__Given task__
From the court opinion below, reproduce word for word the passage starting with "On September 11, 1979, the" and going on through "upon this court.".

The first ground presented for the sustaining of the bank’s motion to dismiss. stands upon the same footing as the motion of the defendants DeGrace previously discussed. All of the reasons assigned with respect to the motion of the defendants DeGrace apply with equal force to any contention by the bank that the state has failed to prosecute its action. Thus, the motion to dismiss sustained by the trial court cannot be upheld upon the theory that the State Highway Commission has failed to prosecute against Merchants-Produce Bank. This is particularly true with respect to the bank since throughout the years the litigation pended, the bank made absolutely no effort to have the issues resolved. The bank argues it did not consent to or have knowledge of the continuances. This could only be true if the Bank and its counsel failed to appear; it cannot be considered as opposition and must be considered as acquiescence.

The second ground presented to the trial court for dismissal, the effect of § 523.053 RSMo 1978, has been briefed and argued by the parties on the basis of the decisions in State ex rel. State Highway Commission v. Eilers, 445 S.W.2d 374 (Mo.1969); State ex rel. State Highway Commission v. Thelnor, Inc., 485 S.W.2d 443 (Mo.App.1972); and State ex rel. State Highway Commission v. Thelnor, Inc., 543 S.W.2d 229 (Mo.App.1976).

On September 11, 1979, the Supreme Court handed down its decision in State of Missouri ex rel. State Highway Commission of Missouri v. Morganstein, 588 S.W.2d 472 (Mo. banc 1979).2 In that decision, the Supreme Court discussed the Thelnor and Eiler cases, and its decision and discussion of those cases is binding upon this court.

In Myers, a judgment of a much lesser amount than the condemnation commissioners’ award was entered without a determination of the several liability of those persons to whom it was paid. The Supreme Court affirmed the amount of the judgment and remanded for an evidentiary hearing on the issue of the several liability of the parties.

Without attempt at paraphrase, the discussion of Eilers and the Thelnor cases set forth in Myers, supra, is here set forth:

“In Eilers, as here, the trial court entered an in personam judgment requiring
*177that defendants repay condemnor the amount by which the jury had reduced the commissioners’ award. The court made no apportionment of several liability. However, as pointed out at 445 S.W.2d at 376, there was ‘no finding or recital in the judgment that this money or any portion of it was ever disbursed by the Circuit Clerk, nor [was] there any separate order or entry in the transcript which so indicates.’ Thus it was held that the action continued to be one in rem and the trial court’s in personam judgment against the defendants was void. The Court discussed apportionment under § 523.053 as an appropriate procedure on remand, not as the ratio decidendi for its order.

__Data section__

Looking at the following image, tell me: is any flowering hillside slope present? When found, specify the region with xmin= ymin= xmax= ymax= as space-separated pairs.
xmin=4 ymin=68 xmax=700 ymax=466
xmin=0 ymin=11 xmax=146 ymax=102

__Written reply__
On September 11, 1979, the Supreme Court handed down its decision in State of Missouri ex rel. State Highway Commission of Missouri v. Morganstein, 588 S.W.2d 472 (Mo. banc 1979).2 In that decision, the Supreme Court discussed the Thelnor and Eiler cases, and its decision and discussion of those cases is binding upon this court.